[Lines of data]
******************************
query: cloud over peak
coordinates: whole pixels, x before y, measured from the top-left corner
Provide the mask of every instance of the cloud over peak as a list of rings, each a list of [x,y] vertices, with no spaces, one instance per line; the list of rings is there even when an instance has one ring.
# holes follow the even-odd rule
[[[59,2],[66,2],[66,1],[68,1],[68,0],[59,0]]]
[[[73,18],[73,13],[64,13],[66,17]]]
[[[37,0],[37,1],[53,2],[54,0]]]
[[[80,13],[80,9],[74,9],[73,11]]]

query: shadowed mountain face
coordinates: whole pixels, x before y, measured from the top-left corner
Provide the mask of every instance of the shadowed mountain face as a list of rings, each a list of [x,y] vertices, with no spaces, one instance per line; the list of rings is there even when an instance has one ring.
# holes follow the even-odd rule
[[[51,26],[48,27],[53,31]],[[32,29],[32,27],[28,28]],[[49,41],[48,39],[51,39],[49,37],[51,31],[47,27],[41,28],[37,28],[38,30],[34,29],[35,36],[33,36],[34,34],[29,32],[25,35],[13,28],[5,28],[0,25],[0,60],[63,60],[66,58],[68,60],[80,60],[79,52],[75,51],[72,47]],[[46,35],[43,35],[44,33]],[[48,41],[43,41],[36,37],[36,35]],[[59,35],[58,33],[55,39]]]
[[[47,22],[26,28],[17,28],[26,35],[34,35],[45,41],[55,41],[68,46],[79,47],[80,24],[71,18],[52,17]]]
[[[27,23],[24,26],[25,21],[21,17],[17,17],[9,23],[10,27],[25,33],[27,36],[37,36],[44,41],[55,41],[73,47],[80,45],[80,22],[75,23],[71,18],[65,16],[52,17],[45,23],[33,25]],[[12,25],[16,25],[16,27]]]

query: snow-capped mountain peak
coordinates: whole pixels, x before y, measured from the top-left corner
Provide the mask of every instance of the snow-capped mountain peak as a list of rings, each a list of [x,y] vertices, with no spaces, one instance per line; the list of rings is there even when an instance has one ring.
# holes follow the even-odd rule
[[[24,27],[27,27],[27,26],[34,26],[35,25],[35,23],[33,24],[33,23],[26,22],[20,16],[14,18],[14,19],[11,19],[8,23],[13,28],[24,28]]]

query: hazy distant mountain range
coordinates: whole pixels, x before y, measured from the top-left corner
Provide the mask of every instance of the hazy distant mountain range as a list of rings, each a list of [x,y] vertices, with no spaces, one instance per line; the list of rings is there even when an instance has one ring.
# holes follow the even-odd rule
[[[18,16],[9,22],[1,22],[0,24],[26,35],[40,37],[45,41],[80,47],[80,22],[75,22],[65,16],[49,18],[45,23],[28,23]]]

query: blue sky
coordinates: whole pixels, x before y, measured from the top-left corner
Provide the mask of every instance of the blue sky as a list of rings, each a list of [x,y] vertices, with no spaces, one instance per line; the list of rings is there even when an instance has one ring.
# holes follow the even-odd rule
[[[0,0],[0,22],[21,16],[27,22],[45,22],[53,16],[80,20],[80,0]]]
******************************
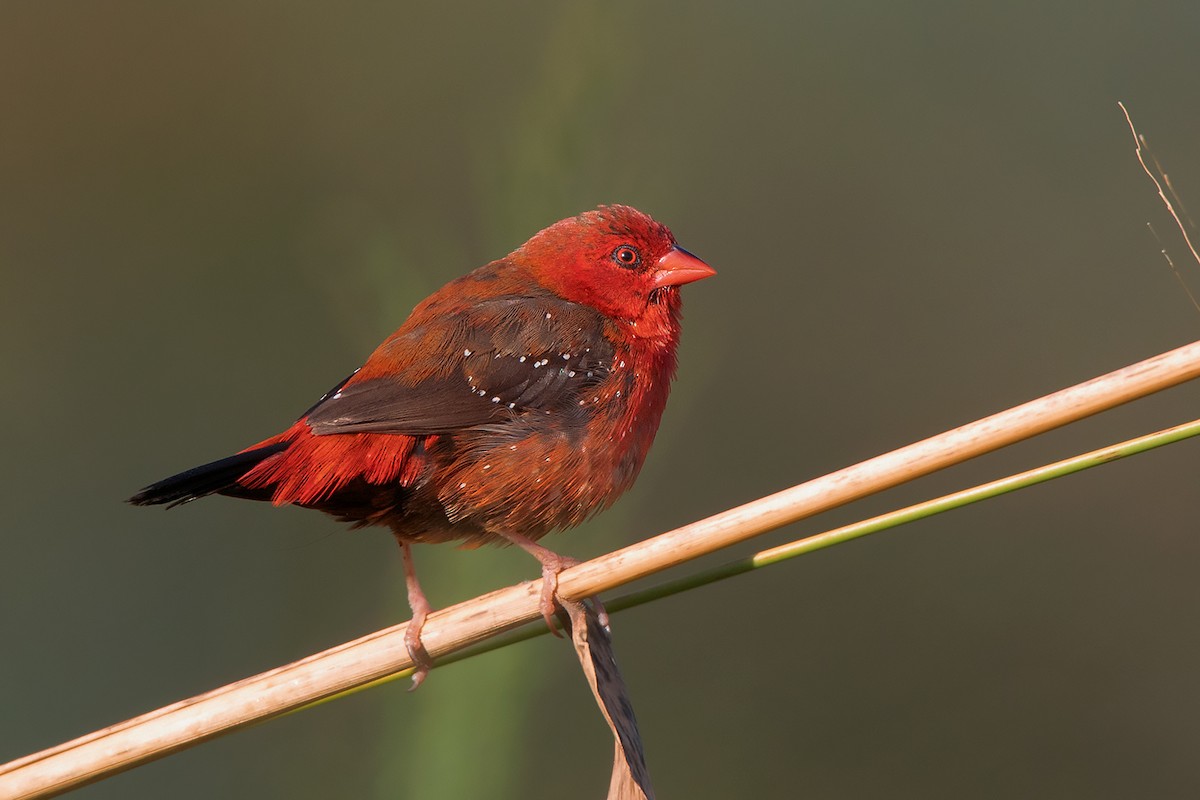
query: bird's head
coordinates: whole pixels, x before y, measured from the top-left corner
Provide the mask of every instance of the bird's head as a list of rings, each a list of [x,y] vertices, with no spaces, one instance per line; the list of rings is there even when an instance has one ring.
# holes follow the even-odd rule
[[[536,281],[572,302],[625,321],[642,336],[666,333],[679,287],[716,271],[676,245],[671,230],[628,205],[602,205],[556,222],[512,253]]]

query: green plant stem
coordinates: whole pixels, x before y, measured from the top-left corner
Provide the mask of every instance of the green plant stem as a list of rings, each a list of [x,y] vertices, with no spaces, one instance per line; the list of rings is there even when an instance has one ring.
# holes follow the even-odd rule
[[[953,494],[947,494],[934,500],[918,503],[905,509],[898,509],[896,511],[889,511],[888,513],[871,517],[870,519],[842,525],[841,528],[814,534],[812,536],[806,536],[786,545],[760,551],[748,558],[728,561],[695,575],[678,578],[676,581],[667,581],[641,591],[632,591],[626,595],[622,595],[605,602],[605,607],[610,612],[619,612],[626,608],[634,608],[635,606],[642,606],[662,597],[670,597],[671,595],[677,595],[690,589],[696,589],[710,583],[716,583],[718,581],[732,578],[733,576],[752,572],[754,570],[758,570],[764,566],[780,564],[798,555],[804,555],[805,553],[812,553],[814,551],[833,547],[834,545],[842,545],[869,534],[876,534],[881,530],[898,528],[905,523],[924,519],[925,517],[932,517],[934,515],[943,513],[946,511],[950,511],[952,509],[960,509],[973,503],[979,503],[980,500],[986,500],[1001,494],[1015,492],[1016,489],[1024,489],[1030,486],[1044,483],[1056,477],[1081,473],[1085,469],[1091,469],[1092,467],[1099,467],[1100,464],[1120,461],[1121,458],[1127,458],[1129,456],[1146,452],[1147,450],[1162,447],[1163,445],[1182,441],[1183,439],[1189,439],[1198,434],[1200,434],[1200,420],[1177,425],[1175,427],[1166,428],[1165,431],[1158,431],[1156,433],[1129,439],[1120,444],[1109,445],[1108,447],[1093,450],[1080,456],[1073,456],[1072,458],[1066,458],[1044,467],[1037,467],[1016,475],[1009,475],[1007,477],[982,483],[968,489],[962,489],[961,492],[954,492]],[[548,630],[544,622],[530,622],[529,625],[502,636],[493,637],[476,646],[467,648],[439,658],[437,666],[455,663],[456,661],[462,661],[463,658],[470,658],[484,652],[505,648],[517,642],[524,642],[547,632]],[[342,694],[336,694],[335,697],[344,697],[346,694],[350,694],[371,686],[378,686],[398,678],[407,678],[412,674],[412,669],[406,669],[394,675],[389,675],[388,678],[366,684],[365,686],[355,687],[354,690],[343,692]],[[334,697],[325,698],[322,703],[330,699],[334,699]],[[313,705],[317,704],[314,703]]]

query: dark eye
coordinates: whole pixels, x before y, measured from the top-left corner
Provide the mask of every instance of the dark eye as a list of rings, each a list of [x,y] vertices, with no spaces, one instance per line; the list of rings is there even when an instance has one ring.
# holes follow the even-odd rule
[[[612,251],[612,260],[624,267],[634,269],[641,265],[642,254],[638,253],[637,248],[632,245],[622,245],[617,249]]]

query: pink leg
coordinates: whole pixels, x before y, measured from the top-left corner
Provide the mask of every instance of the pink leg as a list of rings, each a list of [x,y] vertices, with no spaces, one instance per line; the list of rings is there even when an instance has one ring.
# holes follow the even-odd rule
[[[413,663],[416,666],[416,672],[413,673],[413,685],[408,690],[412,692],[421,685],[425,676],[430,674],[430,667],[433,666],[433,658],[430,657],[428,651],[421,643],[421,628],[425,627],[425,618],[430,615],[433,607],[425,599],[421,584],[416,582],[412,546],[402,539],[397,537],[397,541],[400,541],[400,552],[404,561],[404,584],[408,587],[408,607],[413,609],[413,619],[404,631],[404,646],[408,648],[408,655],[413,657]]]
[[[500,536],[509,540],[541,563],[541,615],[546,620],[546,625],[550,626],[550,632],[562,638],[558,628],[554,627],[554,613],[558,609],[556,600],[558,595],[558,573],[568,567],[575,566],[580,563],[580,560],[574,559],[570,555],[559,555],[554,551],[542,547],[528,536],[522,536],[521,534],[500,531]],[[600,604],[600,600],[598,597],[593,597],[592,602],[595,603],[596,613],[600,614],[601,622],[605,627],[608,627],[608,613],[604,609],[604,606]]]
******************************
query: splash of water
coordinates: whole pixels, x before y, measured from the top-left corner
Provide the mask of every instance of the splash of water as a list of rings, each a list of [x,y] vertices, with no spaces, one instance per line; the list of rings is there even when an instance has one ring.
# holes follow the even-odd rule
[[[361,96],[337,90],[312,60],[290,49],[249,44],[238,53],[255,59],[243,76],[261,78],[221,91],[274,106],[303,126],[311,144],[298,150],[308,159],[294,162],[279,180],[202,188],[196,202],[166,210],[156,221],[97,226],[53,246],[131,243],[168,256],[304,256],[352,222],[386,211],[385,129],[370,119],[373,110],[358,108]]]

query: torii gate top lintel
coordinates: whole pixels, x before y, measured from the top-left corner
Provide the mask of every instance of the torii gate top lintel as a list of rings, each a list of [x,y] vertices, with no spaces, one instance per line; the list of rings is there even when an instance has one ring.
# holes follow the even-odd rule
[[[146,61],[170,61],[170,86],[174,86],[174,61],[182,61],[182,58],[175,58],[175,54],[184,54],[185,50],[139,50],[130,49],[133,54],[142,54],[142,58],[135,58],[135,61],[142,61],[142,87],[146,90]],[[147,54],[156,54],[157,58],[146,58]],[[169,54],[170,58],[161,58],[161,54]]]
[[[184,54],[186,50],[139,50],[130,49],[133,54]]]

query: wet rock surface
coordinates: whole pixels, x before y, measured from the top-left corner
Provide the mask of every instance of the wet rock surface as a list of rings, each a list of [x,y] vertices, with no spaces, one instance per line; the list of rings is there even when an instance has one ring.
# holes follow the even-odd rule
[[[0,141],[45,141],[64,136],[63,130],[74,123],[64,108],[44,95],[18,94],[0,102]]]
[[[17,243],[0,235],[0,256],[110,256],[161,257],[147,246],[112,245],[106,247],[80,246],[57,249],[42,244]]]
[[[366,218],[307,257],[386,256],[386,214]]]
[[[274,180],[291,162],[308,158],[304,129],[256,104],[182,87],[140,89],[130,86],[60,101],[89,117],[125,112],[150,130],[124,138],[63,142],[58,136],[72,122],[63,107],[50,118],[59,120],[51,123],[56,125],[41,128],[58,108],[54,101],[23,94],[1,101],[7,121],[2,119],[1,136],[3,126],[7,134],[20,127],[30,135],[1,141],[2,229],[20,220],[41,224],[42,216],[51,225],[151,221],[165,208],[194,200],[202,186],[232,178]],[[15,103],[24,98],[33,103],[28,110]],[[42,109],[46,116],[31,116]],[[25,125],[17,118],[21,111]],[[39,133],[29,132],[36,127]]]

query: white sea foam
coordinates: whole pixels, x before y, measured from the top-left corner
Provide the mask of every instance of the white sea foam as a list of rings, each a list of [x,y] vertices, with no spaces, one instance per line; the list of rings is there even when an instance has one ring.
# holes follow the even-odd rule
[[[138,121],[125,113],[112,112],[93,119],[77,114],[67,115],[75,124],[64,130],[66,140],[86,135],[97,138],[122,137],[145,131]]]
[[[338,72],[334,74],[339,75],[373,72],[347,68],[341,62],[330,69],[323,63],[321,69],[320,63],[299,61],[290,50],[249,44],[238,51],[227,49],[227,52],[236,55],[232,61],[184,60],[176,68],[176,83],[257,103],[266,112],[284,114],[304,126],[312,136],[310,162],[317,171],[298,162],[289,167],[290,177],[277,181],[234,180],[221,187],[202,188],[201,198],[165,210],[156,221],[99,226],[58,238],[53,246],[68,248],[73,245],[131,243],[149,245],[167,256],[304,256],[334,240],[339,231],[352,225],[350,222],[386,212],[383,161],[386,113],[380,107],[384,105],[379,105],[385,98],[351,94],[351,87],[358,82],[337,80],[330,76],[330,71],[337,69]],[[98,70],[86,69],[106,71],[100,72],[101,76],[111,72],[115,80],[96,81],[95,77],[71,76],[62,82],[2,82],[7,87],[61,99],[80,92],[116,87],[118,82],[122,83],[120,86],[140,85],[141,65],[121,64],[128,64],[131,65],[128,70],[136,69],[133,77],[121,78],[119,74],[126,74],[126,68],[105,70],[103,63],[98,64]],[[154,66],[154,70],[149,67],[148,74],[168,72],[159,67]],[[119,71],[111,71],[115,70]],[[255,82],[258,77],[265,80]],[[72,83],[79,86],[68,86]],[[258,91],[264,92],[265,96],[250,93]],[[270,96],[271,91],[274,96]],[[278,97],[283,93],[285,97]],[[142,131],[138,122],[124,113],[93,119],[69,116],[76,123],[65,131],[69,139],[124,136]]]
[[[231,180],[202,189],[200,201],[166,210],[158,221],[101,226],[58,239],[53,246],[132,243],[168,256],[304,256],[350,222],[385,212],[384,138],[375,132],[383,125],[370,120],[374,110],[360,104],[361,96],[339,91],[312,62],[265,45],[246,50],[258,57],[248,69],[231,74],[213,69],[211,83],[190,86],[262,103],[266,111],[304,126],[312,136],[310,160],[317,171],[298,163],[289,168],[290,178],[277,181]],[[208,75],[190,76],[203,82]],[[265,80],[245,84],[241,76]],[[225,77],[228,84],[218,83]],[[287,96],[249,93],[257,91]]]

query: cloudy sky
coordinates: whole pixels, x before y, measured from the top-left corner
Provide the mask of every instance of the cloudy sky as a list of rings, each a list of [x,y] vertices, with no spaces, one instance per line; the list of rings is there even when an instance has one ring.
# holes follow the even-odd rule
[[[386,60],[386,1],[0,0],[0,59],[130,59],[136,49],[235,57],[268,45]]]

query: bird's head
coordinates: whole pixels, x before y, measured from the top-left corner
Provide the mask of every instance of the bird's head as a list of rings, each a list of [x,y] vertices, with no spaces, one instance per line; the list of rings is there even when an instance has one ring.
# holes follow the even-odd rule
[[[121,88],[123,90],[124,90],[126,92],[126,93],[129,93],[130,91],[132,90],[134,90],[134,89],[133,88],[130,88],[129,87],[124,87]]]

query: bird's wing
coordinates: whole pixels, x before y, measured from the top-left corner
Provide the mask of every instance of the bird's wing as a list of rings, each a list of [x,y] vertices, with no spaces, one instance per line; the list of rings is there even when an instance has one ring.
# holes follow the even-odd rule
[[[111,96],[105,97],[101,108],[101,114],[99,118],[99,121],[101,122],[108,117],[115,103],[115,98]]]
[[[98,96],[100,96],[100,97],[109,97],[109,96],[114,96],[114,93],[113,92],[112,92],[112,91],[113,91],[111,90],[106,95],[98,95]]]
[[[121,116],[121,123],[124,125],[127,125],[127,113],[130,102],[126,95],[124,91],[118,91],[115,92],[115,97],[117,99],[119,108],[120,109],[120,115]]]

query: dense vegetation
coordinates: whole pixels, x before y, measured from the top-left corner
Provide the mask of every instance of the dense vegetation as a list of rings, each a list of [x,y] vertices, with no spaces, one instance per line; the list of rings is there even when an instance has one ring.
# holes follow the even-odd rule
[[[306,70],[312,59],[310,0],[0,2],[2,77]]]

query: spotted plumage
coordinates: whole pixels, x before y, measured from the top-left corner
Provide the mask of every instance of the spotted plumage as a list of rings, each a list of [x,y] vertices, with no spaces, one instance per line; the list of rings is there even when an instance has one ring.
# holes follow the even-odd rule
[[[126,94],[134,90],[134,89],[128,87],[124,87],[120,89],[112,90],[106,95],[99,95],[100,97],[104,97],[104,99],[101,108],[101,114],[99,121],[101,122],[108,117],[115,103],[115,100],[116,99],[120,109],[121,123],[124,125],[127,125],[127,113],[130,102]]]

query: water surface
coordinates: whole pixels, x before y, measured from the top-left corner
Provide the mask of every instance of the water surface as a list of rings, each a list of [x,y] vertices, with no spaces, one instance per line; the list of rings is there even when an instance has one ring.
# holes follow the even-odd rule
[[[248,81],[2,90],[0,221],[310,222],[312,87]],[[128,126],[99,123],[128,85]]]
******************************
• _Task objective_:
Report how many of the lines of data contain the string "range". Give only the number.

• _Response_:
2